ISTRUZIONI DEL COMPITO –
Rispondi a queste domande sul testo di partenza:
1. Quali istituti del governo Usa hanno sostenuto Pfizer e Biontech?
2. Da quale banca Biontech ha ricevuto uno speciale prestito?
3. Nello scenario immaginato, a quale prezzo verrebbero distribuiti i prodotti?

TESTO DI PARTENZA –
══════

Ci troveremo a pagare in Europa con il prossimo “booster” altri miliardi di extraprofitti. Ma quel vaccino non potrebbe esistere senza decenni di ricerca pubblica e sostegno dei National institutes of health (governo Usa) non solo a Pfizer ma anche a Biontech, a sua volta sostenuta da fondi europei e da uno speciale prestito della Banca europea degli investimenti.

Immaginiamo uno scenario in cui la scienza pubblica europea, perfettamente in grado di generare ricerca di base, disponga dell’infrastruttura necessaria per sviluppare una propria filiera vaccinale, fino all’autorizzazione di Ema e delle autorità nazionali, per poi distribuire i prodotti al costo, in una logica di servizio pubblico, e questa infrastruttura diventi il punto di riferimento permanente in Europa per l’innovazione biomedica nelle aree in cui le imprese private non investono o investirebbero solo se i governi ne coprissero i rischi ex ante (come accade appunto con il contratto sul nuovo booster).

I servizi di “cloud”

══════

MATERIALE FORNITO –
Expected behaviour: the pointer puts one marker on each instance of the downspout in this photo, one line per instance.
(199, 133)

══════

RISPOSTA SCRITTA –
1. I National institutes of health.
2. Dalla Banca europea degli investimenti.
3. Al costo.